-- BEGIN DATA PROVIDED --

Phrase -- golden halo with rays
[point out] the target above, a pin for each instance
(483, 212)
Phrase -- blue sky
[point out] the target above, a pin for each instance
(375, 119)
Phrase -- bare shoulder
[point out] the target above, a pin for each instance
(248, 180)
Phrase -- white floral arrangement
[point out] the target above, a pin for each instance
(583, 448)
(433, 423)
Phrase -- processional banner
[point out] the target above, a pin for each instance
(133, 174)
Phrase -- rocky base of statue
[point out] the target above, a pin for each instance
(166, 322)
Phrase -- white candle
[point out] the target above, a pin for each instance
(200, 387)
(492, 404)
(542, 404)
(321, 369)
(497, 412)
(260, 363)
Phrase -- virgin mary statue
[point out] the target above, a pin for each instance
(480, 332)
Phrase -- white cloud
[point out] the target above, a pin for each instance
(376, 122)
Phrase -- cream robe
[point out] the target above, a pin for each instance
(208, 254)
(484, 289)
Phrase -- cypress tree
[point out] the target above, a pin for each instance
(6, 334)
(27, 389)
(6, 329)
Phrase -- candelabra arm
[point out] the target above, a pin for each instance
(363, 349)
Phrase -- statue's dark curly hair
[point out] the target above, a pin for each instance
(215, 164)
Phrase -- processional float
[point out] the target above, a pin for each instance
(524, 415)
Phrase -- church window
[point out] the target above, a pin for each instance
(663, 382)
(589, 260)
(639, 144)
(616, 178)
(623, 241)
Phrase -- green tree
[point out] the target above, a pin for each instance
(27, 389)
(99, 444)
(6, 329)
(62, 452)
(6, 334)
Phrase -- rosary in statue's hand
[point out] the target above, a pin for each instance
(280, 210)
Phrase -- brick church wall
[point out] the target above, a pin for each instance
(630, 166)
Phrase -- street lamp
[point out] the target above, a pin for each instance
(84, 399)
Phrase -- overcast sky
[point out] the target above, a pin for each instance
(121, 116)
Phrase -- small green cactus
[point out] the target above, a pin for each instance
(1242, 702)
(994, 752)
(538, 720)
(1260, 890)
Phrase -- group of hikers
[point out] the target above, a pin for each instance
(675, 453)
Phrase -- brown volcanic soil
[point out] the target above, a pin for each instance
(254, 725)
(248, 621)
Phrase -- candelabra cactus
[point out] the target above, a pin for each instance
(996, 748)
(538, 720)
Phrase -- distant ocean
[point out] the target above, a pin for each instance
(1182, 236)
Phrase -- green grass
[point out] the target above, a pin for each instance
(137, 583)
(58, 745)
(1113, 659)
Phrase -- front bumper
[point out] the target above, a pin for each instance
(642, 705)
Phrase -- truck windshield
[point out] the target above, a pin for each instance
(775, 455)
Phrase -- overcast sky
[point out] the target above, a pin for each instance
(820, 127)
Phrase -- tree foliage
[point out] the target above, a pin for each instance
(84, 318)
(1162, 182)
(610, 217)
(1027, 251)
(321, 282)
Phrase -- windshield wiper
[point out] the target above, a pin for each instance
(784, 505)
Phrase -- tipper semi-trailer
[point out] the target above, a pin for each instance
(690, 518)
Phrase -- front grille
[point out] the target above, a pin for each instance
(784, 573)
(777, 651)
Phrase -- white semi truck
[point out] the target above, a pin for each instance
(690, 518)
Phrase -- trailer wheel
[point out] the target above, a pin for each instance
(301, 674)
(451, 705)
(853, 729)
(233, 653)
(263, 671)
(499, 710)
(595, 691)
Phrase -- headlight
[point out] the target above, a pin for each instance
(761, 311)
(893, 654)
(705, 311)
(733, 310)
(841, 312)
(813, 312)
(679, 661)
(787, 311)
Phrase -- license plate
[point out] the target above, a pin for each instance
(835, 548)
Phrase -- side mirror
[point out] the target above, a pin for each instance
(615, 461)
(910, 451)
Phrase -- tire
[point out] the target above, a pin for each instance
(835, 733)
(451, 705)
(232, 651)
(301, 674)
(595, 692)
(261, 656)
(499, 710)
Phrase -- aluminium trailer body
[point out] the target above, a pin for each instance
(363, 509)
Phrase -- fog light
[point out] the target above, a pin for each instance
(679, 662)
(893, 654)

-- END DATA PROVIDED --

_YOUR INSTRUCTIONS_
Please copy the items above word for word, leaving every line unchanged.

_THE OUTPUT_
Phrase -- golden halo with rays
[point out] the target above, a pin for each instance
(483, 212)
Phrase -- blue sky
[point out] the target above, a pin for each instance
(375, 119)
Phrase -- bare shoulder
[point out] the target above, a pin for each instance
(248, 180)
Phrase -- white floral arrangement
[point out] the target above, a pin for each instance
(583, 448)
(433, 423)
Phrase -- processional banner
[point out] the target above, a pin for each instance
(133, 174)
Phrase -- rocky base of statue
[point out] the target above, a pin for each instance
(166, 322)
Phrase -- white candle
[point out] the target above, a pin for each instance
(200, 387)
(492, 404)
(542, 404)
(321, 369)
(497, 412)
(260, 363)
Phrase -- virgin mary statue
[point out] the target above, a pin for each instance
(480, 332)
Phrase -- white cloud
[point out] the target above, a pin for each instance
(376, 122)
Phrase -- cream robe
[point out] the target above, a pin for each instance
(208, 254)
(484, 289)
Phrase -- cypress tree
[point out] the target above, a pin for each instance
(6, 334)
(27, 389)
(6, 329)
Phrase -- candelabra arm
[point out] the target above, a pin for each instance
(363, 349)
Phrase -- statue's dark curly hair
[point out] the target above, a pin for each instance
(215, 164)
Phrase -- processional float
[point out] the target above, a pin for each instance
(524, 415)
Phrase -- church window
[point out] the target above, a pin for each instance
(663, 382)
(589, 260)
(639, 144)
(616, 178)
(623, 241)
Phrase -- green tree
[point out] the target above, a pin for each instance
(27, 389)
(99, 444)
(6, 329)
(62, 452)
(6, 334)
Phrase -- rosary in statue's hand
[point out] the target above, a pin for each instance
(280, 210)
Phrase -- brick church wall
[point out] the target above, a pin for each instance
(630, 166)
Phrase -- street lamp
[point out] the target above, a pin for each instance
(84, 399)
Phrase -- overcast sky
[point out] the target above, a pin for each instance
(121, 116)
Phrase -- small green cactus
[point out] the target above, a pin for each instance
(1242, 702)
(994, 752)
(538, 720)
(1260, 890)
Phrase -- group of hikers
[point out] the target above, a pin for each instance
(675, 453)
Phrase -- brown volcanic soil
[point out] the target above, a pin for each instance
(254, 725)
(248, 621)
Phrase -- candelabra cactus
[point out] the target above, a pin for each instance
(996, 748)
(538, 720)
Phrase -- distant ocean
[point out] the target above, a pin for each instance
(1182, 236)
Phrase -- green grass
[point out] the target above, a pin for each instance
(137, 583)
(58, 745)
(1113, 659)
Phrase -- front bumper
[point out] the target above, a pin for each instance
(642, 705)
Phrase -- truck windshield
[point out] the target above, a pin for each instance
(775, 455)
Phrase -- overcast sky
[point out] the target above, a pin for each instance
(820, 127)
Phrase -- tree foliage
[point out] the target above, a pin for each instance
(84, 318)
(1162, 182)
(610, 217)
(1027, 251)
(321, 282)
Phrase -- windshield wiper
[point out] the target above, a pin for each instance
(784, 505)
Phrase -- tipper semi-trailer
[point out] the target above, a pin for each instance
(690, 518)
Phrase -- front grille
[point out] the target above, a pin for each instance
(784, 573)
(777, 651)
Phrase -- white semi truck
[point out] the target above, a pin for each instance
(690, 518)
Phrase -- trailer wheel
[point out] the target above, a pin for each instance
(301, 674)
(451, 705)
(853, 729)
(233, 653)
(263, 671)
(499, 710)
(595, 691)
Phrase -- headlight
[point out] the target above, a pin for each instance
(761, 311)
(893, 654)
(705, 311)
(733, 310)
(841, 312)
(813, 312)
(679, 661)
(787, 311)
Phrase -- license plate
[point out] the target above, a pin for each instance
(835, 548)
Phrase -- side mirror
[point out] the target above, a pin for each instance
(615, 461)
(910, 451)
Phrase -- tire
[point out] the target above, a pin for each instance
(835, 733)
(451, 705)
(232, 651)
(301, 674)
(595, 692)
(261, 656)
(499, 710)
Phrase -- aluminium trailer body
[point out] the target above, a pin for each instance
(363, 509)
Phrase -- fog light
[point out] the target above, a pin for each instance
(679, 662)
(893, 654)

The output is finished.